From the data below, copy out every line in which the word "then" occurs.

----- The records

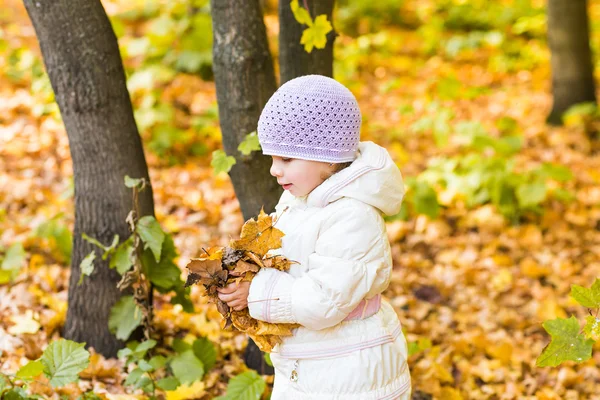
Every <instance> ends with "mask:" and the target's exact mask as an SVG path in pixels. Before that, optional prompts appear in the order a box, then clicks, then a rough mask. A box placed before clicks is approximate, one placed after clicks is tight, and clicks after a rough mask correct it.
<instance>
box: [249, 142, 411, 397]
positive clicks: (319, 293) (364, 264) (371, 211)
mask: <svg viewBox="0 0 600 400" xmlns="http://www.w3.org/2000/svg"><path fill="white" fill-rule="evenodd" d="M403 196H404V185H403V183H402V176H401V174H400V171H399V169H398V167H397V166H396V165H395V163H394V162H393V161H392V159H391V158H390V156H389V154H388V152H387V151H386V150H385V149H384V148H382V147H380V146H378V145H376V144H374V143H372V142H361V143H360V145H359V152H358V156H357V159H356V160H355V161H354V162H353V163H352V164H351V165H350V166H349V167H348V168H346V169H344V170H342V171H340V172H338V173H336V174H334V175H333V176H332V177H330V178H329V179H327V180H326V181H325V182H323V183H322V184H321V185H319V186H318V187H317V188H315V189H314V190H313V191H312V192H311V193H310V194H309V195H308V196H306V197H304V198H296V197H294V196H293V195H291V194H290V193H289V192H287V191H286V192H284V194H283V195H282V197H281V199H280V201H279V204H278V205H277V206H276V211H275V214H276V217H277V222H276V225H275V226H276V227H277V228H278V229H280V230H281V231H283V233H284V234H285V236H284V237H283V239H282V248H281V249H279V250H278V251H276V252H272V253H275V254H282V255H284V256H285V257H287V258H288V259H290V260H293V261H296V262H297V264H293V265H292V266H291V268H290V270H289V271H288V272H281V271H278V270H275V269H269V268H265V269H262V270H261V271H260V272H259V273H258V274H257V275H256V276H255V277H254V279H253V281H252V283H251V285H250V294H249V296H248V301H249V310H250V315H251V316H252V317H254V318H256V319H259V320H263V321H267V322H274V323H298V324H300V325H301V327H300V328H297V329H296V330H295V331H294V335H293V336H290V337H284V338H283V343H281V344H280V345H277V346H276V347H275V349H274V350H273V352H274V353H276V354H272V357H271V359H272V360H273V361H274V364H275V362H276V361H279V364H280V366H281V365H282V364H284V363H286V360H288V361H290V362H291V361H295V360H326V359H335V358H339V357H344V356H346V355H348V354H351V353H356V352H359V351H362V350H365V349H370V348H375V347H379V348H380V347H381V346H382V345H386V344H390V345H397V343H395V342H398V343H400V342H401V343H404V344H403V346H404V347H405V341H404V337H403V335H402V331H401V326H400V322H399V320H398V317H397V316H396V313H395V311H394V310H393V309H392V307H391V306H390V305H389V304H388V303H387V302H386V301H383V302H382V304H381V308H380V309H379V311H378V312H377V313H376V314H375V315H372V316H371V317H368V318H365V319H360V320H351V321H344V319H345V318H346V317H347V316H348V314H350V313H351V312H352V311H353V310H354V309H355V308H357V306H358V305H359V303H360V302H361V301H362V300H363V299H367V300H368V299H372V298H374V297H375V296H377V295H379V294H380V293H381V292H383V291H384V290H385V289H386V288H387V286H388V284H389V282H390V275H391V270H392V258H391V254H390V245H389V242H388V239H387V234H386V229H385V223H384V220H383V217H382V214H387V215H393V214H396V213H397V212H399V210H400V206H401V203H402V198H403ZM257 300H259V301H257ZM260 300H263V301H260ZM400 347H402V346H400ZM379 350H380V349H379ZM365 354H366V353H365ZM373 354H375V353H373ZM363 356H364V354H363ZM368 357H370V358H373V357H376V358H380V356H368ZM369 361H372V362H374V363H377V362H379V361H380V360H378V359H372V360H371V359H370V360H369ZM394 363H402V364H403V365H401V366H399V368H400V369H399V371H401V372H402V374H403V375H402V377H397V376H396V377H394V376H388V377H386V376H384V377H379V378H381V379H379V378H377V379H379V380H380V382H379V383H377V382H374V383H373V382H371V381H377V379H376V378H373V379H369V378H365V379H367V380H366V382H367V386H368V387H366V388H364V387H360V388H358V389H357V390H355V391H353V392H355V393H358V392H360V393H358V394H357V396H358V397H356V398H357V399H359V398H360V399H370V398H373V399H375V398H395V397H386V396H390V395H393V393H396V394H398V393H401V392H402V390H406V389H407V387H408V386H409V385H410V377H409V375H408V369H407V367H406V365H405V364H406V353H405V351H404V353H403V355H402V356H400V358H398V360H397V361H394ZM287 364H289V362H287ZM315 365H320V364H315ZM323 365H324V364H323ZM275 367H276V389H277V382H278V379H279V381H280V382H281V381H282V379H281V377H279V378H278V376H277V367H278V365H275ZM313 367H314V365H313ZM317 368H318V367H317ZM327 368H331V365H328V367H327ZM313 369H314V368H313ZM404 370H406V371H405V372H404ZM287 372H289V371H285V372H284V373H285V374H287ZM313 372H314V371H313ZM323 372H326V371H323ZM395 374H396V375H399V374H400V373H399V372H397V371H396V373H395ZM302 376H303V375H302V374H300V373H299V380H298V382H299V383H301V382H300V381H301V378H302ZM396 378H398V379H396ZM283 379H287V377H284V378H283ZM334 379H335V378H334ZM352 379H356V377H353V378H352ZM392 381H393V382H392ZM369 382H371V383H369ZM286 384H287V385H289V382H288V383H286ZM306 384H307V385H308V386H310V387H311V389H310V390H312V392H311V394H310V395H306V396H308V397H302V396H300V397H298V398H321V397H319V396H318V395H317V393H321V394H323V393H325V394H324V396H325V397H323V398H324V399H325V398H327V399H329V398H338V397H336V396H337V395H336V394H334V393H329V394H327V393H326V392H327V391H325V392H324V391H323V389H322V388H321V389H319V387H314V382H310V383H308V382H306ZM390 385H391V386H390ZM280 386H281V385H280ZM308 386H307V387H308ZM383 386H386V387H385V388H384V387H383ZM388 386H389V387H388ZM296 389H297V390H295V389H293V388H290V390H291V391H288V392H286V395H285V397H284V398H286V399H287V398H295V397H294V396H292V392H294V393H296V394H298V393H301V392H302V393H305V394H306V393H307V392H306V390H308V389H301V388H300V389H298V388H296ZM294 390H295V391H294ZM276 391H277V390H274V394H275V392H276ZM340 398H346V399H351V398H353V397H352V396H351V395H350V394H349V393H345V394H344V395H343V396H342V397H340Z"/></svg>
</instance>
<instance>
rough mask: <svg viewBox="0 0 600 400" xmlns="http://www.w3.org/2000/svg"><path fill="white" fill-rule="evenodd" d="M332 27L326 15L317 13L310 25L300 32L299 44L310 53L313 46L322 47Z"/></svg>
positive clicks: (322, 46)
mask: <svg viewBox="0 0 600 400" xmlns="http://www.w3.org/2000/svg"><path fill="white" fill-rule="evenodd" d="M332 29H333V27H332V26H331V23H330V22H329V21H328V20H327V16H326V15H319V16H318V17H317V18H315V21H314V23H313V24H312V25H310V26H309V27H308V28H306V29H305V30H304V32H302V37H301V38H300V44H303V45H304V49H305V50H306V51H307V52H308V53H310V52H312V49H313V47H316V48H317V49H324V48H325V46H326V45H327V34H328V33H329V32H330V31H331V30H332Z"/></svg>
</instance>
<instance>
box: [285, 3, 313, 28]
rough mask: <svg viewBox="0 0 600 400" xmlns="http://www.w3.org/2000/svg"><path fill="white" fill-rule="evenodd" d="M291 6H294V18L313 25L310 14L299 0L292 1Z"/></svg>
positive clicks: (305, 22)
mask: <svg viewBox="0 0 600 400" xmlns="http://www.w3.org/2000/svg"><path fill="white" fill-rule="evenodd" d="M290 7H291V8H292V13H293V14H294V18H295V19H296V21H298V22H299V23H301V24H303V25H308V26H311V25H312V23H313V22H312V18H311V17H310V14H309V13H308V11H307V10H306V9H305V8H303V7H300V5H299V4H298V0H292V2H291V3H290Z"/></svg>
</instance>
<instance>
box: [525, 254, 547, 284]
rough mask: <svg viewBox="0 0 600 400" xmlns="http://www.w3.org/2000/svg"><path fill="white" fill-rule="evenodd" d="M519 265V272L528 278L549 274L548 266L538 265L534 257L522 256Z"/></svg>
mask: <svg viewBox="0 0 600 400" xmlns="http://www.w3.org/2000/svg"><path fill="white" fill-rule="evenodd" d="M519 266H520V267H521V273H523V275H525V276H528V277H530V278H534V279H537V278H541V277H542V276H548V275H550V272H551V271H550V268H548V267H545V266H541V265H539V264H538V263H537V262H536V261H535V260H534V259H532V258H530V257H526V258H524V259H523V260H522V261H521V262H520V264H519Z"/></svg>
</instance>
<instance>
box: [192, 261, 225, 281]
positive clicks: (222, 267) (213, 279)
mask: <svg viewBox="0 0 600 400" xmlns="http://www.w3.org/2000/svg"><path fill="white" fill-rule="evenodd" d="M185 267H186V268H187V269H188V270H189V271H190V272H191V273H193V274H196V275H198V277H192V280H194V283H195V282H198V281H200V282H202V283H203V284H205V285H210V284H211V283H213V282H214V283H218V282H221V283H222V282H225V281H226V280H227V271H226V270H223V267H222V265H221V259H220V258H218V259H203V258H192V260H191V261H190V262H189V263H188V264H187V265H186V266H185ZM223 272H225V274H223ZM188 279H189V277H188ZM188 286H189V285H188Z"/></svg>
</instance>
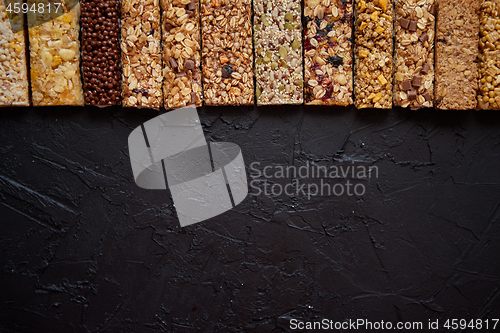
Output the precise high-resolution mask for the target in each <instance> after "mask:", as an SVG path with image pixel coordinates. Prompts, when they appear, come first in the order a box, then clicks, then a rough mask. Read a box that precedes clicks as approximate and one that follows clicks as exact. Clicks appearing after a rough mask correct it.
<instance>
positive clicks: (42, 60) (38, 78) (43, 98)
mask: <svg viewBox="0 0 500 333" xmlns="http://www.w3.org/2000/svg"><path fill="white" fill-rule="evenodd" d="M55 3H58V1H45V0H29V1H28V5H29V6H32V5H33V4H34V5H36V6H37V7H38V5H39V4H44V5H45V6H47V4H51V5H54V4H55ZM45 8H46V9H45V10H42V11H36V12H31V11H30V12H29V13H28V25H29V26H30V28H29V42H30V64H31V68H30V69H31V92H32V97H33V105H34V106H49V105H79V106H82V105H83V104H84V101H83V88H82V83H81V77H80V42H79V30H80V27H79V20H80V4H75V5H74V7H73V8H71V9H68V7H66V5H64V4H63V5H61V6H60V7H59V10H60V11H63V12H64V14H62V12H60V13H57V12H56V10H55V7H54V6H52V10H51V11H49V10H47V8H48V7H45ZM61 14H62V15H61Z"/></svg>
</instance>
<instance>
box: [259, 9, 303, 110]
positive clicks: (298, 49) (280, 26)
mask: <svg viewBox="0 0 500 333" xmlns="http://www.w3.org/2000/svg"><path fill="white" fill-rule="evenodd" d="M254 11H255V13H254V32H255V36H254V43H255V59H256V60H255V76H256V81H257V86H256V87H255V92H256V97H257V105H279V104H302V103H303V101H304V98H303V96H304V94H303V86H304V77H303V71H302V69H303V67H302V22H301V21H302V15H301V6H300V1H299V0H273V1H264V0H254Z"/></svg>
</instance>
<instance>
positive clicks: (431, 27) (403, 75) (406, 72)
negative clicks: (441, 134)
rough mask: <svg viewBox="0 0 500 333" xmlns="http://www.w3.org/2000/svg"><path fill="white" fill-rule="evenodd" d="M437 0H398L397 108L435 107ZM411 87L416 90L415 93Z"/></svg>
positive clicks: (394, 25)
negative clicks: (435, 2)
mask: <svg viewBox="0 0 500 333" xmlns="http://www.w3.org/2000/svg"><path fill="white" fill-rule="evenodd" d="M433 4H434V0H395V4H394V5H395V12H396V14H395V15H396V20H395V21H396V22H399V24H395V25H394V29H395V36H396V39H395V41H396V45H395V48H394V49H395V52H394V72H395V73H396V75H395V77H394V87H393V99H394V105H396V106H401V107H410V108H412V109H419V108H421V107H432V106H433V103H432V98H428V97H427V98H426V97H425V96H434V26H435V21H436V20H435V18H434V15H433V14H432V13H431V8H432V6H433ZM412 88H415V89H414V90H412Z"/></svg>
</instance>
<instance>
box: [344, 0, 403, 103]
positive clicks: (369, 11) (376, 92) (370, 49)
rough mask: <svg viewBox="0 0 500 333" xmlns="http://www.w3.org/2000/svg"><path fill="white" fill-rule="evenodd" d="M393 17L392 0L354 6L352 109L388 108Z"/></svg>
mask: <svg viewBox="0 0 500 333" xmlns="http://www.w3.org/2000/svg"><path fill="white" fill-rule="evenodd" d="M393 16H394V13H393V1H392V0H388V1H381V0H365V1H363V0H361V1H358V2H356V22H355V28H356V46H355V54H356V62H355V63H356V66H355V77H354V96H355V102H354V105H355V106H356V107H357V108H358V109H362V108H380V109H390V108H392V33H393V24H392V21H393ZM402 23H403V24H404V25H406V23H405V22H404V21H403V22H402ZM410 23H411V22H409V23H408V24H410Z"/></svg>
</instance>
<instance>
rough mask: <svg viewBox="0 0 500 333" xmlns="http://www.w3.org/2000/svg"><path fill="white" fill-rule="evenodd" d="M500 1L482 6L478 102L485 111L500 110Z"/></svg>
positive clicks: (479, 43) (483, 4) (488, 3)
mask: <svg viewBox="0 0 500 333" xmlns="http://www.w3.org/2000/svg"><path fill="white" fill-rule="evenodd" d="M499 13H500V0H488V1H484V2H483V3H482V6H481V14H480V15H481V17H480V19H481V26H480V33H481V35H480V36H481V40H480V41H479V50H480V55H479V74H480V77H481V80H480V81H479V93H480V95H479V96H478V102H479V108H480V109H483V110H500V17H499Z"/></svg>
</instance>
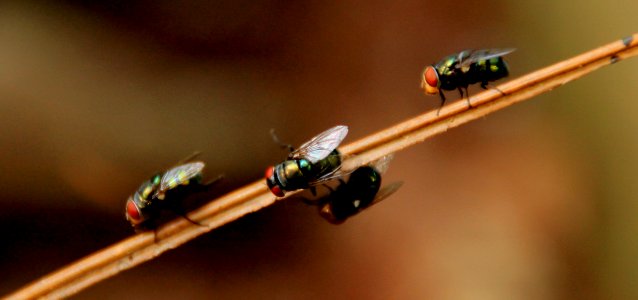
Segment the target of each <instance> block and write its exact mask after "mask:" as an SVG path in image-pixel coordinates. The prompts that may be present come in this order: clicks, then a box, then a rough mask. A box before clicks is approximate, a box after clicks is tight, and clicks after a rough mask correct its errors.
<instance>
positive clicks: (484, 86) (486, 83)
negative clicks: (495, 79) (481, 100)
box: [481, 82, 507, 96]
mask: <svg viewBox="0 0 638 300" xmlns="http://www.w3.org/2000/svg"><path fill="white" fill-rule="evenodd" d="M481 87H482V88H483V89H484V90H489V89H495V90H497V91H498V92H499V93H501V95H503V96H506V95H507V94H505V92H503V91H501V90H500V89H499V88H497V87H495V86H493V85H491V84H489V83H487V82H481Z"/></svg>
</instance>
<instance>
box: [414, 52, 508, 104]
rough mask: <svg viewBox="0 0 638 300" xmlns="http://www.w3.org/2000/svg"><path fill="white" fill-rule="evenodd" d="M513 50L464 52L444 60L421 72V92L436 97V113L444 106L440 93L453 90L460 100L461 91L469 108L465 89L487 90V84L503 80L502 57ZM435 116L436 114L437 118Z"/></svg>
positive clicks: (454, 54)
mask: <svg viewBox="0 0 638 300" xmlns="http://www.w3.org/2000/svg"><path fill="white" fill-rule="evenodd" d="M514 50H515V49H511V48H510V49H482V50H465V51H461V52H459V53H457V54H453V55H450V56H447V57H445V58H444V59H442V60H441V61H439V62H437V63H435V64H433V65H430V66H427V67H426V68H425V70H424V71H423V74H422V75H421V88H422V89H423V91H424V92H425V93H426V94H428V95H436V94H438V95H439V96H440V97H441V105H440V106H439V111H440V110H441V107H443V105H444V104H445V96H444V95H443V90H447V91H451V90H455V89H457V90H458V91H459V93H460V94H461V98H463V96H464V93H463V90H465V96H467V103H468V105H469V106H470V107H472V103H471V102H470V97H469V94H468V91H467V88H468V86H469V85H470V84H475V83H480V84H481V87H482V88H484V89H487V85H488V83H489V82H491V81H495V80H498V79H501V78H504V77H507V76H508V75H509V69H508V66H507V64H506V63H505V61H504V60H503V56H505V55H507V54H509V53H512V52H513V51H514ZM499 91H500V90H499ZM501 93H502V92H501ZM438 113H439V112H438V111H437V115H438Z"/></svg>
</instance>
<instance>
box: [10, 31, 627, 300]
mask: <svg viewBox="0 0 638 300" xmlns="http://www.w3.org/2000/svg"><path fill="white" fill-rule="evenodd" d="M635 55H638V34H634V35H632V36H629V37H627V38H625V39H623V40H620V41H615V42H613V43H610V44H607V45H605V46H602V47H600V48H597V49H593V50H590V51H588V52H585V53H583V54H581V55H578V56H575V57H573V58H570V59H567V60H564V61H561V62H559V63H556V64H554V65H551V66H548V67H545V68H543V69H540V70H537V71H534V72H532V73H529V74H527V75H524V76H521V77H519V78H516V79H514V80H511V81H509V82H506V83H504V84H501V85H499V86H498V87H497V88H498V89H499V90H500V91H502V92H503V93H504V94H505V95H503V94H501V93H500V92H498V91H497V90H495V89H491V90H487V91H484V92H482V93H479V94H476V95H474V96H472V98H471V99H470V100H471V101H472V105H473V108H470V107H468V105H467V102H466V100H464V99H462V100H461V101H456V102H454V103H451V104H449V105H447V106H445V107H443V108H442V109H441V111H440V114H439V115H438V116H437V114H436V111H435V110H434V111H430V112H426V113H424V114H421V115H418V116H416V117H414V118H412V119H409V120H406V121H404V122H401V123H399V124H396V125H394V126H392V127H389V128H387V129H384V130H381V131H379V132H376V133H374V134H371V135H369V136H367V137H364V138H362V139H360V140H358V141H356V142H353V143H351V144H349V145H346V146H343V147H341V148H340V151H341V152H342V153H344V154H356V155H354V156H350V158H349V159H347V160H346V161H344V163H343V168H344V169H346V170H349V169H354V168H357V167H359V166H361V165H365V164H368V163H369V162H371V161H374V160H376V159H378V158H381V157H383V156H385V155H388V154H391V153H394V152H397V151H400V150H402V149H405V148H407V147H410V146H412V145H415V144H417V143H420V142H422V141H424V140H425V139H427V138H430V137H432V136H434V135H437V134H440V133H443V132H445V131H447V130H448V129H450V128H454V127H457V126H460V125H462V124H465V123H467V122H470V121H473V120H476V119H479V118H482V117H484V116H486V115H488V114H490V113H492V112H495V111H497V110H500V109H503V108H505V107H507V106H510V105H512V104H514V103H517V102H520V101H523V100H526V99H530V98H532V97H534V96H536V95H538V94H541V93H544V92H548V91H550V90H552V89H554V88H556V87H559V86H561V85H563V84H565V83H567V82H570V81H572V80H574V79H577V78H580V77H581V76H584V75H586V74H588V73H590V72H592V71H595V70H597V69H599V68H601V67H603V66H605V65H609V64H612V63H615V62H618V61H622V60H623V59H626V58H629V57H632V56H635ZM292 194H294V193H289V194H288V196H290V195H292ZM281 199H284V198H275V197H274V196H273V195H272V194H270V192H269V191H268V189H267V187H266V184H265V183H264V180H259V181H256V182H254V183H251V184H248V185H246V186H244V187H242V188H239V189H237V190H235V191H233V192H230V193H228V194H226V195H224V196H222V197H220V198H217V199H214V200H212V201H210V202H209V203H208V204H206V205H204V206H202V207H200V208H198V209H196V210H194V211H192V212H191V213H189V214H188V217H189V218H190V219H191V220H194V221H196V222H198V223H200V224H202V225H205V226H197V225H194V224H192V223H190V222H188V221H186V220H184V219H183V218H177V219H175V220H173V221H171V222H169V223H167V224H165V225H163V226H161V227H160V228H158V229H157V241H155V238H154V233H153V232H152V231H151V232H142V233H138V234H135V235H133V236H131V237H129V238H127V239H125V240H123V241H121V242H119V243H116V244H114V245H111V246H109V247H107V248H105V249H103V250H100V251H98V252H96V253H94V254H91V255H89V256H87V257H85V258H82V259H80V260H78V261H76V262H74V263H71V264H69V265H67V266H65V267H63V268H61V269H60V270H58V271H55V272H53V273H51V274H48V275H46V276H44V277H42V278H40V279H38V280H36V281H34V282H32V283H30V284H28V285H26V286H25V287H23V288H21V289H19V290H17V291H16V292H14V293H13V294H10V295H7V296H6V297H7V298H8V299H33V298H38V297H49V298H62V297H67V296H70V295H73V294H75V293H77V292H79V291H81V290H82V289H84V288H86V287H89V286H91V285H93V284H95V283H97V282H100V281H102V280H104V279H106V278H108V277H111V276H113V275H116V274H118V273H119V272H121V271H124V270H127V269H129V268H132V267H134V266H136V265H139V264H141V263H143V262H145V261H148V260H151V259H153V258H155V257H157V256H159V255H160V254H162V253H163V252H165V251H167V250H170V249H174V248H177V247H179V246H180V245H182V244H184V243H186V242H187V241H189V240H191V239H193V238H195V237H197V236H199V235H201V234H204V233H206V232H209V231H211V230H213V229H215V228H217V227H220V226H222V225H224V224H226V223H229V222H231V221H234V220H236V219H238V218H240V217H242V216H244V215H246V214H249V213H252V212H255V211H258V210H260V209H262V208H264V207H266V206H269V205H271V204H273V203H274V202H276V201H278V200H281Z"/></svg>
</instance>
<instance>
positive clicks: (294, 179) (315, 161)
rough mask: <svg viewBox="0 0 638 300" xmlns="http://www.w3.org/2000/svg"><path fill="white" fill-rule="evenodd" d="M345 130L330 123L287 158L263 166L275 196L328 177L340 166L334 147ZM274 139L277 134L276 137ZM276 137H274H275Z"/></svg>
mask: <svg viewBox="0 0 638 300" xmlns="http://www.w3.org/2000/svg"><path fill="white" fill-rule="evenodd" d="M347 134H348V127H347V126H343V125H339V126H335V127H332V128H330V129H328V130H326V131H324V132H322V133H320V134H319V135H317V136H315V137H314V138H312V139H311V140H310V141H308V142H306V143H304V144H303V145H301V147H299V149H296V150H295V149H294V148H292V146H288V148H290V150H291V152H290V154H289V155H288V158H287V160H286V161H284V162H282V163H280V164H278V165H275V166H271V167H268V168H267V169H266V184H267V185H268V188H269V189H270V191H271V192H272V193H273V194H274V195H275V196H277V197H283V196H284V195H285V192H286V191H294V190H298V189H306V188H309V187H311V186H313V185H316V184H318V183H320V182H323V181H325V180H328V179H330V178H331V175H333V174H334V173H335V172H337V171H338V170H339V168H340V167H341V154H340V153H339V151H337V150H336V149H337V147H338V146H339V144H341V141H343V139H344V138H345V137H346V135H347ZM275 139H276V138H275ZM276 140H277V139H276Z"/></svg>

----------

_Written answer_
Every <instance> ends with "mask:" and the target's exact mask as an SVG path in pixels. Before that, optional prompts appear in the order a box, then clicks, then a rough mask. A box placed before clicks is approximate, one placed after clicks is tight, and clicks after a rough mask correct it.
Output the precise high-resolution mask for the target in each <instance> after "mask:", as an SVG path with image pixel coordinates. Prompts, when they appear, come first in the order a box, then clicks, then a rough mask. Read a box that precedes clicks as approximate and one that follows clicks as exact. Clicks appearing after a rough mask correct it.
Segment the target of each <instance> block and write its exact mask after "mask:" as an SVG path in image-pixel coordinates. The prompts that may be present come in this order: clicks, then a box, then a rough mask. A box before clicks is approximate, a box after clicks is tight, and clicks after a rough mask correct its errors.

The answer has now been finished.